### Work to be completed
Pick out every line in the listing below that contains the word "glass" and copy each one.

* Start *

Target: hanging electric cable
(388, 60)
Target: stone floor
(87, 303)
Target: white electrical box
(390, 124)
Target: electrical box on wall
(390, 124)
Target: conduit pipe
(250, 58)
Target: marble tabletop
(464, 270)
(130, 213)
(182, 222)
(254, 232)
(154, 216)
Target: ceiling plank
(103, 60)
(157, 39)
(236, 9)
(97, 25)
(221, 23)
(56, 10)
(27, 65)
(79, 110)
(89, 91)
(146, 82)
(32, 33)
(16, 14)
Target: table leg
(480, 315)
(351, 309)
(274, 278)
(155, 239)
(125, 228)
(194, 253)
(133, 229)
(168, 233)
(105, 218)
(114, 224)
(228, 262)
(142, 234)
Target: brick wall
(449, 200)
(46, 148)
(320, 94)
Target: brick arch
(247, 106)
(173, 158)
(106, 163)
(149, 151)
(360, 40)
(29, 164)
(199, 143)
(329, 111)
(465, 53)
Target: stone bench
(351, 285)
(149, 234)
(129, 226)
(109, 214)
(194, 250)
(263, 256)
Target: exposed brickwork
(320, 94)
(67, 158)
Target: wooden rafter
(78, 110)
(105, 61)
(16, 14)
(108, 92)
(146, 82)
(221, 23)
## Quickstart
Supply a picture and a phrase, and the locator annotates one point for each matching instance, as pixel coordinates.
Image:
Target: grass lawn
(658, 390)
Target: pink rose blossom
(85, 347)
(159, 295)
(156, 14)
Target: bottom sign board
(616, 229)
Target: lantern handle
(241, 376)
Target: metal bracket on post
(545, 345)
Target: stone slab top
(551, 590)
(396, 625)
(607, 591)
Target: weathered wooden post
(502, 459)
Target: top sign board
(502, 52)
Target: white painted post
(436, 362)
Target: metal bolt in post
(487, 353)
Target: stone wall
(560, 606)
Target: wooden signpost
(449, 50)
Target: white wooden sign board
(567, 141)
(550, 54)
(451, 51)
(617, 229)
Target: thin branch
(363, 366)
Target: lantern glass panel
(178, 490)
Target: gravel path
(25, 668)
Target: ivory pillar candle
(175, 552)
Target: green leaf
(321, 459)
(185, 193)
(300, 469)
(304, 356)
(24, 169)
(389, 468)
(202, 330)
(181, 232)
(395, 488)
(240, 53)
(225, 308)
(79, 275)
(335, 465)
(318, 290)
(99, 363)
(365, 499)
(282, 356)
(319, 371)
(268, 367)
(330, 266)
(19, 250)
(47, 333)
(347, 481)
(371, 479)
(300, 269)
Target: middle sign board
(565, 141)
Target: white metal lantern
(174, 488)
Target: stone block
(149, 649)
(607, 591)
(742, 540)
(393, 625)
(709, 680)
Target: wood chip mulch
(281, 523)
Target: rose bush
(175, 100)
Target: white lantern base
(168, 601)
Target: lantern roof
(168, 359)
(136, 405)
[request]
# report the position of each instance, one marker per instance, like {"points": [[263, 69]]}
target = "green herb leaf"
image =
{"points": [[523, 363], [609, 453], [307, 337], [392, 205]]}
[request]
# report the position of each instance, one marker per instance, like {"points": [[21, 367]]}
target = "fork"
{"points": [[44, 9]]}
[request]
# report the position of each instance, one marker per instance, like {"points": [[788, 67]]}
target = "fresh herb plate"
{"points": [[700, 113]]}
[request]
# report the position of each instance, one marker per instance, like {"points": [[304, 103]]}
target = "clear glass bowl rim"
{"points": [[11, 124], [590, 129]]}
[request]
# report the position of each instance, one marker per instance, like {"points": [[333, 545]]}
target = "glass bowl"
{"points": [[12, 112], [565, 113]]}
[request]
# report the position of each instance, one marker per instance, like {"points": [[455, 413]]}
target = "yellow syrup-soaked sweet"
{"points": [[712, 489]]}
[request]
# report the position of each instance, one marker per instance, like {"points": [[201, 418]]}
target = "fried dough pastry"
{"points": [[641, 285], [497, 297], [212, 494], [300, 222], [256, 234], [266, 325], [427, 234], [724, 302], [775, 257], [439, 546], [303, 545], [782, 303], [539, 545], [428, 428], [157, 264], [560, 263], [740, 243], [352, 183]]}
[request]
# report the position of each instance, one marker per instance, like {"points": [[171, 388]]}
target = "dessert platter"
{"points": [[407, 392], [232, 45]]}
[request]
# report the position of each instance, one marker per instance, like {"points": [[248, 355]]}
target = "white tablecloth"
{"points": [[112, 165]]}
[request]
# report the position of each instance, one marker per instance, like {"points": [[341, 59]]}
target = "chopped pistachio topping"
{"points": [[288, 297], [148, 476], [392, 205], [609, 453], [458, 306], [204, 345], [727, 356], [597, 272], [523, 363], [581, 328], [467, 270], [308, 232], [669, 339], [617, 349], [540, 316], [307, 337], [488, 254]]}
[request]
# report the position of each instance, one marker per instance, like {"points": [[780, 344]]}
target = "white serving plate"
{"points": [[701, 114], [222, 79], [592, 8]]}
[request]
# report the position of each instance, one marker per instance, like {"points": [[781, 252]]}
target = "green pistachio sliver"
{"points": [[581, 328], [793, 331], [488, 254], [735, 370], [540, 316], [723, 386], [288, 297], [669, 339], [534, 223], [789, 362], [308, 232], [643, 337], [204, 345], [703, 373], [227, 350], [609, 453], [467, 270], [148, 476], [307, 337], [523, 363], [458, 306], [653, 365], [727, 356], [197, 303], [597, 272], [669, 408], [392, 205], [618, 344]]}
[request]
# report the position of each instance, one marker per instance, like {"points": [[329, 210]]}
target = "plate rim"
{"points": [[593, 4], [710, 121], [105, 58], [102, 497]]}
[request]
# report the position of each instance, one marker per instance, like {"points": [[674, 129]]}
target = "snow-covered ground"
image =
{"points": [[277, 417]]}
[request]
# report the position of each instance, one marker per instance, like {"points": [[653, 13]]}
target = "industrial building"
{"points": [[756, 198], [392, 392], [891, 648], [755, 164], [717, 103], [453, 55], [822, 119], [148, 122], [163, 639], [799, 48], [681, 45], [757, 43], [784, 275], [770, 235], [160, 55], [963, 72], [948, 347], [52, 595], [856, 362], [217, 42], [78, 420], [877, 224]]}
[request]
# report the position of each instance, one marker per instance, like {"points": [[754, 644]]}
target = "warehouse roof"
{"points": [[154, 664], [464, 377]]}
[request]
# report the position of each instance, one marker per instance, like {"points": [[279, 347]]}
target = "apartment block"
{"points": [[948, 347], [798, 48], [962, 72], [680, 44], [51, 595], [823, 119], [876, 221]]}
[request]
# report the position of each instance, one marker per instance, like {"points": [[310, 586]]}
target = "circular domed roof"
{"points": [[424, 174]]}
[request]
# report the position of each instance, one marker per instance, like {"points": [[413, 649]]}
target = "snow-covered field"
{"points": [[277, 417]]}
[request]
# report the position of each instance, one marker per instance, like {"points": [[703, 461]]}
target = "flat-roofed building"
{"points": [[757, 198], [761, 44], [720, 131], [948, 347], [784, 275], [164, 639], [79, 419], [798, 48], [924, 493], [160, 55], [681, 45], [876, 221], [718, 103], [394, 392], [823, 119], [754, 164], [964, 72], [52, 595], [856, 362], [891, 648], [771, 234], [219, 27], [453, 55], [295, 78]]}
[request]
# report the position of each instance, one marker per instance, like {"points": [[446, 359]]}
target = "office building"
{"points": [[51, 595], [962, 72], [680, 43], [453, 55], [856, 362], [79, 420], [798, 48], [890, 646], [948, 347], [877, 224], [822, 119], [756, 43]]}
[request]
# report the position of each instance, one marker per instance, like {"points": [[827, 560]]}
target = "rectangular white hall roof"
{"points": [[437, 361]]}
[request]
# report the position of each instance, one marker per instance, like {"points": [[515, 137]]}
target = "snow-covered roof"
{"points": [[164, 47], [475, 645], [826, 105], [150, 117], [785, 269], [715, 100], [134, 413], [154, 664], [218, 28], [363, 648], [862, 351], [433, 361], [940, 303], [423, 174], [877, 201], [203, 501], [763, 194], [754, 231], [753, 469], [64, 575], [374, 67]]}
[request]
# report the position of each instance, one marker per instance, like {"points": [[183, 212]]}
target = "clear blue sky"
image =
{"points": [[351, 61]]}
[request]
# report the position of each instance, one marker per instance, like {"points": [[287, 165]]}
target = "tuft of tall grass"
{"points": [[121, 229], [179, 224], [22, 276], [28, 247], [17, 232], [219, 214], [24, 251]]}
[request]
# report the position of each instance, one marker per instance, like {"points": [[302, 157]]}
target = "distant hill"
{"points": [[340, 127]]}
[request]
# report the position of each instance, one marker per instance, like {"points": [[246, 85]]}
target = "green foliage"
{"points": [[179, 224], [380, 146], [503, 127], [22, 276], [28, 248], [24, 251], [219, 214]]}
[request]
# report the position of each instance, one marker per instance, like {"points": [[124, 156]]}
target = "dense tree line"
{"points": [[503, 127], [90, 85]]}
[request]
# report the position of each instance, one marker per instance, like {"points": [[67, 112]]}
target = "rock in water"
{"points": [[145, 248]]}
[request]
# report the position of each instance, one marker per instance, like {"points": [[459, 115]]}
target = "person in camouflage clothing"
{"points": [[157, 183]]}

* End *

### Answer for the task
Target: lantern glass panel
target = "clear glass bowl rim"
target = "glass bowl"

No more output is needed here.